### WORK REQUIRED
Could you reproduce the lines starting at the one that has "Could you please locate the rock with" and ending with the one that has "left=236, top=128, right=287, bottom=155", substituting "usability review" for "accessibility audit" and changing nothing else?

[Some records]
%%

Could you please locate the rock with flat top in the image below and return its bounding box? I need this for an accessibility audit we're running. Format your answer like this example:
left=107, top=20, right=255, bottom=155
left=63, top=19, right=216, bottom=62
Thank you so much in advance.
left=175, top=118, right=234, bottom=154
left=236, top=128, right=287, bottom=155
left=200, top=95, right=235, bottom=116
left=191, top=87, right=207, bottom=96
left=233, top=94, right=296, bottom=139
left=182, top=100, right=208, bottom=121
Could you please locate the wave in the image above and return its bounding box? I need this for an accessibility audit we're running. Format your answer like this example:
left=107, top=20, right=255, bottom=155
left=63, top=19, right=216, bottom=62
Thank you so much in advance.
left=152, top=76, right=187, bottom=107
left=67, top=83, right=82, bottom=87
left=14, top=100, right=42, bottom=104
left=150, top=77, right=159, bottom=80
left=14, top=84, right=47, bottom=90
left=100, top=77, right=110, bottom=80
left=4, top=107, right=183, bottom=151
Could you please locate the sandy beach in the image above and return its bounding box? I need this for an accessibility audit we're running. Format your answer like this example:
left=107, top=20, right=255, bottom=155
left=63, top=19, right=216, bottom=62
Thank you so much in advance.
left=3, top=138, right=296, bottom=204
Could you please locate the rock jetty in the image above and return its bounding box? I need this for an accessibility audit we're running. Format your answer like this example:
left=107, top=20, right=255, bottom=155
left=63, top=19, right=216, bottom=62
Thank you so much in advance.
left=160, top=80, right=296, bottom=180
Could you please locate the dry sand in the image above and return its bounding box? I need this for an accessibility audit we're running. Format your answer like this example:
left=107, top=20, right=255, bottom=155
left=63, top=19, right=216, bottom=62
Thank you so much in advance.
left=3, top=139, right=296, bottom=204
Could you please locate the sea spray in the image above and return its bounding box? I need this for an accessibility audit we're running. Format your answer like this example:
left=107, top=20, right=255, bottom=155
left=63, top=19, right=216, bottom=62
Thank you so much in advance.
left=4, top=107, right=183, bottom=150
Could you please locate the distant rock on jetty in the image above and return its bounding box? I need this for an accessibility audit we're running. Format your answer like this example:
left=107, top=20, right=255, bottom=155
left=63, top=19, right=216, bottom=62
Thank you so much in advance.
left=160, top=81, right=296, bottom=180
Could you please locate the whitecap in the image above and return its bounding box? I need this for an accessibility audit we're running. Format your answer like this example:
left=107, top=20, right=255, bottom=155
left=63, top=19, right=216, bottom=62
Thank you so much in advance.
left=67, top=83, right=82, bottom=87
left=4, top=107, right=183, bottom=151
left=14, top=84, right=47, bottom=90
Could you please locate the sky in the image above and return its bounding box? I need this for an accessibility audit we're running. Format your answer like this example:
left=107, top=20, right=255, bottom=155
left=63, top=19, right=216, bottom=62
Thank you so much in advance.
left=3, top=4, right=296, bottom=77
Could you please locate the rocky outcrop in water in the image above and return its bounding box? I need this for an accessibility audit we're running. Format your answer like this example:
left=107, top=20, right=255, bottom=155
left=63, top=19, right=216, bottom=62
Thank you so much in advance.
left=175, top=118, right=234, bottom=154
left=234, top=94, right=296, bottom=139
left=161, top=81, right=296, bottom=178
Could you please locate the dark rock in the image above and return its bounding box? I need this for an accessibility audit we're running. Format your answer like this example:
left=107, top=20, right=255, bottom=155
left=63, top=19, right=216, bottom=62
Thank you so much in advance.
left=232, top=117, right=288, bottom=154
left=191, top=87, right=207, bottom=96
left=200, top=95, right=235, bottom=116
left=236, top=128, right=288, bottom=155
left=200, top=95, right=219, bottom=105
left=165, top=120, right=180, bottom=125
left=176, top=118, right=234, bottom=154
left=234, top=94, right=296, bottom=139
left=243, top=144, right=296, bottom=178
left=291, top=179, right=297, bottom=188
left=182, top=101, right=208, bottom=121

%%
%%

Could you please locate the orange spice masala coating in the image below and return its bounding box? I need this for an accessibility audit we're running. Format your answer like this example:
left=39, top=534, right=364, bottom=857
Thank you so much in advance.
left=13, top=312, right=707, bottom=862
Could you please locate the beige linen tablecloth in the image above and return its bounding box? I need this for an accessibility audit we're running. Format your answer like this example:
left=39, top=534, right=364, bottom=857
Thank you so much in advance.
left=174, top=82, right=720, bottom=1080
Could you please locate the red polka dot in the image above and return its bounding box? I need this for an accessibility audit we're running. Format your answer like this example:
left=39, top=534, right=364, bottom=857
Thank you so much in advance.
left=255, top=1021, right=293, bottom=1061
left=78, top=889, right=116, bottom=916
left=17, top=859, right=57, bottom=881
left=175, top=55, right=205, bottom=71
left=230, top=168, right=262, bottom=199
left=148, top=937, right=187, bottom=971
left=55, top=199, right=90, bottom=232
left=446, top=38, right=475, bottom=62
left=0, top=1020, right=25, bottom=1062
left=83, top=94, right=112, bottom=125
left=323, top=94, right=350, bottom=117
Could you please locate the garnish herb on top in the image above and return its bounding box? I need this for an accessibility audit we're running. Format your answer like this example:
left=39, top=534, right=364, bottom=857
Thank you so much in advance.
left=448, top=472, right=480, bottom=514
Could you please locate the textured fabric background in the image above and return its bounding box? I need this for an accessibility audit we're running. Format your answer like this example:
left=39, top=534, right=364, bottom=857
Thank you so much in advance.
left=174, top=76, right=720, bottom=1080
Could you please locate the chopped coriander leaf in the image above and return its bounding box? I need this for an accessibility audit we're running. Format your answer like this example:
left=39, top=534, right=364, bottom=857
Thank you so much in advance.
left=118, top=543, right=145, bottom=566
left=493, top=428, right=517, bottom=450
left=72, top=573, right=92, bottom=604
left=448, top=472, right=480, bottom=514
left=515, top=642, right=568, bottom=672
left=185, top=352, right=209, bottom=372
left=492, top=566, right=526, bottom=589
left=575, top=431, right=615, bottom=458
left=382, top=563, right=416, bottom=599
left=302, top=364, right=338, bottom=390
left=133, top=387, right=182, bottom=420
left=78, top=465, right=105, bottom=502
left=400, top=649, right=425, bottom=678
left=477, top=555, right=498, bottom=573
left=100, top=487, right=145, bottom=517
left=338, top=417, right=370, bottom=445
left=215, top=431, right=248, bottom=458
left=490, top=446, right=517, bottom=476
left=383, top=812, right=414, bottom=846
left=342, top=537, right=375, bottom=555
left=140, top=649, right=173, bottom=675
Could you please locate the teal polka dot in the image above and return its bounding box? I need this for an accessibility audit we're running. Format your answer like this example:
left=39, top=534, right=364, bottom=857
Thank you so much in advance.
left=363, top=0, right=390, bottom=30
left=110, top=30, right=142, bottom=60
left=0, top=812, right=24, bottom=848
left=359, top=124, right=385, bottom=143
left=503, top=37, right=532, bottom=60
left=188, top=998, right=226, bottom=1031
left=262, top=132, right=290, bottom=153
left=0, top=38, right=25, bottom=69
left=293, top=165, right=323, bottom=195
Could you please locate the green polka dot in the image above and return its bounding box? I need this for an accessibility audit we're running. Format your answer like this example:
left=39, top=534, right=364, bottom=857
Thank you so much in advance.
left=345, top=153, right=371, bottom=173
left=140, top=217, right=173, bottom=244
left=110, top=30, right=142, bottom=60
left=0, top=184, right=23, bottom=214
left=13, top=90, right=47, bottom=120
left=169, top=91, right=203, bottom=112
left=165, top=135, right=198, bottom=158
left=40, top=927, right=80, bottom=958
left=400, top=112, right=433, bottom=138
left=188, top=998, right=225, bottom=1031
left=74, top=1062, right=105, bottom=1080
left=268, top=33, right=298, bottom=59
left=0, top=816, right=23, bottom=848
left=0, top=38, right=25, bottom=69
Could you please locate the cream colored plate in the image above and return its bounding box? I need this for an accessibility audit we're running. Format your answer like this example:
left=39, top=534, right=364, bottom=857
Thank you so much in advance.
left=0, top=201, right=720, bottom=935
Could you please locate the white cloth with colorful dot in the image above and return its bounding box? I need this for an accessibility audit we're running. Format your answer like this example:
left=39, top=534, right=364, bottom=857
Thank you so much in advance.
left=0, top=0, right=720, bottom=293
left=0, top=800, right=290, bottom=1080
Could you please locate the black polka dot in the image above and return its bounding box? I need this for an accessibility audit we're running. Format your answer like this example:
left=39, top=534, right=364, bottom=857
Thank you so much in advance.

%%
%%

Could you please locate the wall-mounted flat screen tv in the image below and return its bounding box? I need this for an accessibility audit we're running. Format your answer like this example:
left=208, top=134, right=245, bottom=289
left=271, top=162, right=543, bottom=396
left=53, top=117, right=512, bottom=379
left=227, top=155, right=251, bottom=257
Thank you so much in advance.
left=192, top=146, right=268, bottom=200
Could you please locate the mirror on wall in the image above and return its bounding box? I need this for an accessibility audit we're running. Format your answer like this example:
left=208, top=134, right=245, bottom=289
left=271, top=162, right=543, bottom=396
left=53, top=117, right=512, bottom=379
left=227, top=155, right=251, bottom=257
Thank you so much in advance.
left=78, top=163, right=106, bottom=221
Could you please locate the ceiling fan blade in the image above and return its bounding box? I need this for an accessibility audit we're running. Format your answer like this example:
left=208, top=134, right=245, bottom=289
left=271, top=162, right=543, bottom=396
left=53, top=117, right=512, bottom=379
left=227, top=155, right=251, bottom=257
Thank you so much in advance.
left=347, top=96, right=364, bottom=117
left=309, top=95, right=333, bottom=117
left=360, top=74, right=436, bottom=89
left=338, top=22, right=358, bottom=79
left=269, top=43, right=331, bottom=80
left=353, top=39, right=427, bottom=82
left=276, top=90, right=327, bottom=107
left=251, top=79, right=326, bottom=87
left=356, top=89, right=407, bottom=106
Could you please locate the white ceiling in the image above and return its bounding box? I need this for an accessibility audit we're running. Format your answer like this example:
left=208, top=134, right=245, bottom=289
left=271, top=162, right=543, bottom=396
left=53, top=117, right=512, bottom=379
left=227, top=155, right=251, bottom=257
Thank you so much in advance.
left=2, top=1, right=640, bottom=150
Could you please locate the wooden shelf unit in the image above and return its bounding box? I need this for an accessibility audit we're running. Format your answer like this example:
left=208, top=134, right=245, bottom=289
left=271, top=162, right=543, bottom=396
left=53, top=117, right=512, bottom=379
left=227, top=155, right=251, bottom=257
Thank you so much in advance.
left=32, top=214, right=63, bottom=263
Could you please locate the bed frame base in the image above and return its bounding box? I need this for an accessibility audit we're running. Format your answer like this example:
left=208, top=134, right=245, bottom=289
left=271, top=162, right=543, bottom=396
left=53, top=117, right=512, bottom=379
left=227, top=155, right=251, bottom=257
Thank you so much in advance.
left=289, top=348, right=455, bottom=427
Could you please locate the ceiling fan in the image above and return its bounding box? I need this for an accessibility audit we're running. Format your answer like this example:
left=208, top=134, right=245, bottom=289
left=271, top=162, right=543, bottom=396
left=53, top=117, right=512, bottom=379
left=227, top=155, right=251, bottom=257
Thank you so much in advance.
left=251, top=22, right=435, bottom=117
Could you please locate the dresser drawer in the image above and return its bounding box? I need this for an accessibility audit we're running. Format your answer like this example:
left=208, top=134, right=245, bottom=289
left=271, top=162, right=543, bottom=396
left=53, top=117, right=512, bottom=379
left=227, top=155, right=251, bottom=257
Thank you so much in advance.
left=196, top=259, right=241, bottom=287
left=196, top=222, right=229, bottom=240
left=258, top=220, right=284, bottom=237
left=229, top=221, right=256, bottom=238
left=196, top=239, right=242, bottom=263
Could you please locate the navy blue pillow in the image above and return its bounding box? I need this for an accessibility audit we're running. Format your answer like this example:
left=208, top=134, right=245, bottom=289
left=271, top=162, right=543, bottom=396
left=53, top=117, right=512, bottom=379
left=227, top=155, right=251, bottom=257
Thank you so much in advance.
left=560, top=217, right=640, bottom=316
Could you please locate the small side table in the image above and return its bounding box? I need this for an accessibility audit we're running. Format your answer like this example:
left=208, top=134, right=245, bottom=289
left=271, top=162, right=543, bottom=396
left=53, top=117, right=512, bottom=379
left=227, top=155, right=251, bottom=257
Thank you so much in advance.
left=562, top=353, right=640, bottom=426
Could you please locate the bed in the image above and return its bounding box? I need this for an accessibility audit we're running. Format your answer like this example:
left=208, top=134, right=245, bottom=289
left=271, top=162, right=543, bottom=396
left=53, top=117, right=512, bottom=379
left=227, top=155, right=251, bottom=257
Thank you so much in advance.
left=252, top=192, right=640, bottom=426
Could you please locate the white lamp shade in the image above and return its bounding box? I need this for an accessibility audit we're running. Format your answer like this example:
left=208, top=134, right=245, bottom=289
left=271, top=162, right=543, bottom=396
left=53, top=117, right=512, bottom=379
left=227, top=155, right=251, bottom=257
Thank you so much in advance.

%%

### COMPLETED EXERCISE
Could you please locate the rock with flat top in the image below and return its bounding box? I need this for an usability review we're running. Format your answer like this example:
left=107, top=20, right=255, bottom=155
left=63, top=19, right=216, bottom=62
Thank you so much in advance.
left=175, top=118, right=234, bottom=154
left=236, top=128, right=287, bottom=155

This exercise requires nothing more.